Supplied material

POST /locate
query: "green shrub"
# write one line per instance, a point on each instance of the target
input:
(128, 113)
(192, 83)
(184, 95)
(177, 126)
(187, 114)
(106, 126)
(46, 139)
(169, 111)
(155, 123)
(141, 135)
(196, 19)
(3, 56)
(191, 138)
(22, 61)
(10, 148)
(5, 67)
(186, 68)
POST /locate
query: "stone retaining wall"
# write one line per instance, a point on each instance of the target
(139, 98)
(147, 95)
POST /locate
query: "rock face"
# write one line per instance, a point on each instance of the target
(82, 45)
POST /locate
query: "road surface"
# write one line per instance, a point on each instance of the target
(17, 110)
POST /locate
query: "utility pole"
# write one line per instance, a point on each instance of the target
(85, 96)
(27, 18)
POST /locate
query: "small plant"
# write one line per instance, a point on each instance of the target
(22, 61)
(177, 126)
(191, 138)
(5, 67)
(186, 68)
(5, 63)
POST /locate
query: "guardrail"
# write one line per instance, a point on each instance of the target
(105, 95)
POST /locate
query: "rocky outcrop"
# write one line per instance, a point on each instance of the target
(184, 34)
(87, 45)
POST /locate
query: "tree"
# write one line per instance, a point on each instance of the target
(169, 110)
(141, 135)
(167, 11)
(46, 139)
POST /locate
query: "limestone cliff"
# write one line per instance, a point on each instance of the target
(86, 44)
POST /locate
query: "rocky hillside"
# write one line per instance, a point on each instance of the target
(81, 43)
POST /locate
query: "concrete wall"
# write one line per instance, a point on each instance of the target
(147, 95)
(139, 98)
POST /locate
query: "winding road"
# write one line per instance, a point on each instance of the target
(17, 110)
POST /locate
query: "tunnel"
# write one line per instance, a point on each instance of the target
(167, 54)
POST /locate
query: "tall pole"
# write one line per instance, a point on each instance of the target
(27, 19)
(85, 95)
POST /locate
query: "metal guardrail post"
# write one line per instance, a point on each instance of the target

Task objective
Every entry above needs to be quoted exactly.

Reply to the task
POST /locate
query: "green shrub"
# write one line per instance, a point on each instance of the target
input:
(128, 113)
(192, 83)
(184, 95)
(177, 126)
(187, 114)
(106, 126)
(46, 139)
(169, 111)
(155, 123)
(141, 135)
(196, 19)
(3, 56)
(191, 138)
(22, 61)
(10, 148)
(5, 67)
(186, 68)
POST /locate
query: "stone retaining wall"
# write one line per instance, a point on each instance of the target
(139, 98)
(147, 95)
POST /locate
query: "rock face"
# write one line per instance, a point on each instance of the target
(82, 45)
POST /locate
query: "road surface"
# write one line per instance, a point on each instance of the target
(17, 110)
POST /locate
query: "utility pole"
# write one line per instance, a point on each instance of the target
(85, 96)
(27, 18)
POST /locate
query: "small plant"
# write one line per instance, a point on each instance of the target
(22, 61)
(177, 126)
(191, 138)
(5, 67)
(186, 68)
(5, 63)
POST /locate
query: "guardrail"
# write one line per instance, a point on each instance of the target
(105, 95)
POST /locate
query: "rocky outcrop"
# write one line per instance, a point on each instance of the target
(184, 34)
(87, 45)
POST /locate
query: "tree"
# write one line per instance, a point on each instance of the target
(169, 110)
(141, 135)
(167, 11)
(46, 139)
POST /locate
query: "limestone cliff"
# write one line per instance, a point on each instance of the target
(86, 44)
POST /locate
query: "rocky hillside"
# write one line per instance, a point on each instance of the target
(81, 43)
POST /locate
query: "concrete wall"
# write one line per instance, a point on each instance of the target
(147, 95)
(139, 98)
POST /locate
query: "winding road"
# write one line per instance, a point on each instance of the target
(17, 110)
POST /locate
query: "tunnel"
# write one line per instance, a point on each instance of the target
(167, 54)
POST /locate
query: "tall pole"
# write one line per instance, a point on each instance of the target
(27, 19)
(85, 95)
POST /locate
query: "metal guardrail post"
# write one line per instance, a point on each instance of the target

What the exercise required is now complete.